### Data supplied:
* start *

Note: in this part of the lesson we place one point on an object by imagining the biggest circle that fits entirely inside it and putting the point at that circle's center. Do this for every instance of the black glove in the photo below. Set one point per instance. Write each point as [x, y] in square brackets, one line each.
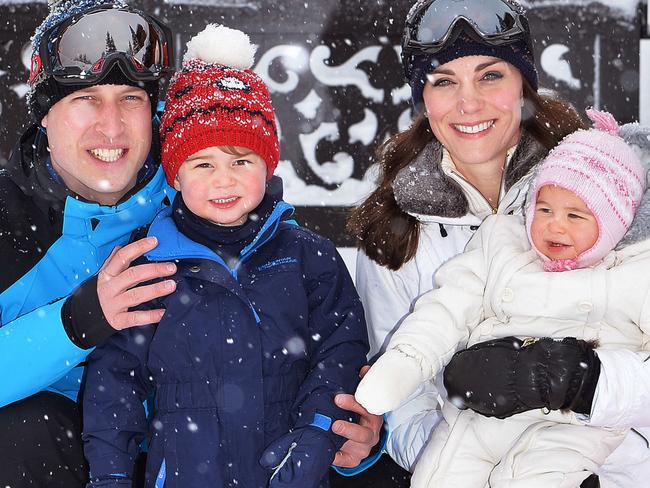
[503, 377]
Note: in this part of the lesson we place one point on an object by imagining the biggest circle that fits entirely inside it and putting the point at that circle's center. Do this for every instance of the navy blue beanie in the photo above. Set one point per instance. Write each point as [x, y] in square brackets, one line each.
[517, 54]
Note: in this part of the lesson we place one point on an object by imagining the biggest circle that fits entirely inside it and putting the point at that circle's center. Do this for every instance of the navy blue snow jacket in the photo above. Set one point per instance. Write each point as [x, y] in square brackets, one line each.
[245, 365]
[52, 242]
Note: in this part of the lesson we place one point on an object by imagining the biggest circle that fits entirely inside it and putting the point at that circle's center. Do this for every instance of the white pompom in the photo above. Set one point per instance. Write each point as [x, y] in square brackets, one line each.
[218, 44]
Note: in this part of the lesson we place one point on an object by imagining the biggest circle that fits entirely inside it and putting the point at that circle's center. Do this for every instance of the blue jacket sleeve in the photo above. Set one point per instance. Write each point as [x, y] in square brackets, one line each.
[37, 351]
[114, 417]
[339, 342]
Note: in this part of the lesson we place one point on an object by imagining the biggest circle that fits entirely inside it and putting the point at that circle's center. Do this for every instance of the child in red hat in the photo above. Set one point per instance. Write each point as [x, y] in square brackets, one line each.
[265, 326]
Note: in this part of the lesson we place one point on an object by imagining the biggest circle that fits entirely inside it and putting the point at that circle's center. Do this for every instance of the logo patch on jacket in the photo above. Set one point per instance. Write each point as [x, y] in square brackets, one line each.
[276, 262]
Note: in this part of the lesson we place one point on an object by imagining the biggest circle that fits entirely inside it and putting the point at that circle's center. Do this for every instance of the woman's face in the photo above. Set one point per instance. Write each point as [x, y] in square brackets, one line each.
[474, 108]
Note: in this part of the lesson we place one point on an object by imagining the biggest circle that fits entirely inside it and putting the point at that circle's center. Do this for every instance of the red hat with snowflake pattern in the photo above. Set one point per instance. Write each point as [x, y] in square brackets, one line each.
[217, 100]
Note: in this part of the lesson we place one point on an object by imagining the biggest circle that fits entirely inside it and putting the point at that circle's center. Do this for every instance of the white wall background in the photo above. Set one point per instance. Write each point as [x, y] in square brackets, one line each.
[644, 86]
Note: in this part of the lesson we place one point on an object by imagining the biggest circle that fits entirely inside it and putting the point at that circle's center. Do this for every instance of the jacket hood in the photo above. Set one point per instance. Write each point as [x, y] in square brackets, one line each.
[638, 137]
[422, 187]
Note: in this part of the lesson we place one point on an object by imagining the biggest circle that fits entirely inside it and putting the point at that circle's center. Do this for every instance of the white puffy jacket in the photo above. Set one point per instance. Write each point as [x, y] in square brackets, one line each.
[623, 390]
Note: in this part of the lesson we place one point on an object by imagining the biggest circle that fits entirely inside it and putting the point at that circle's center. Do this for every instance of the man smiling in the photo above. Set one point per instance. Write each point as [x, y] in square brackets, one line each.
[79, 181]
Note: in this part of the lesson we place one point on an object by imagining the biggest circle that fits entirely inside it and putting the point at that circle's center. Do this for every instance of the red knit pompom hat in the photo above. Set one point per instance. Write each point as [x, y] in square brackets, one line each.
[605, 172]
[217, 100]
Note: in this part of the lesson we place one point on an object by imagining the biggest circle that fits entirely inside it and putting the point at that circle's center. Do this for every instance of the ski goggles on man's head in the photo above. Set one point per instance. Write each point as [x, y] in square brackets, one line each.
[84, 48]
[432, 25]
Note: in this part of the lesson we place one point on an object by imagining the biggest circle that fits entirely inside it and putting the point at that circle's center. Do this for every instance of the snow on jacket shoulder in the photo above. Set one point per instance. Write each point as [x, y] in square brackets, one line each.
[241, 356]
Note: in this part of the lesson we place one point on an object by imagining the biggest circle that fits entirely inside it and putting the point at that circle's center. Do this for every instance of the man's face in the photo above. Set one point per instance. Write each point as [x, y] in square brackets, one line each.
[99, 138]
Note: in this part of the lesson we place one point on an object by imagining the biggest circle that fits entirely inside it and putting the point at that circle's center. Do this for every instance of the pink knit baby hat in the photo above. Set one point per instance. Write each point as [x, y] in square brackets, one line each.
[605, 172]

* end *

### Directive:
Write out everything from the line containing "of the pink" down to the end of the records, keeping every line whole, and shift each point coordinate in the answers up by 41.

### Solution below:
Note: in this part of the lesson we place one point on an object by imagining the biggest circle that fits entirely inside it and putting the point at that circle's center. Do this for every instance of the pink knit baby hat in the photo above. Set one point per instance. Write each point as [x, y] in square brackets, one line each.
[646, 213]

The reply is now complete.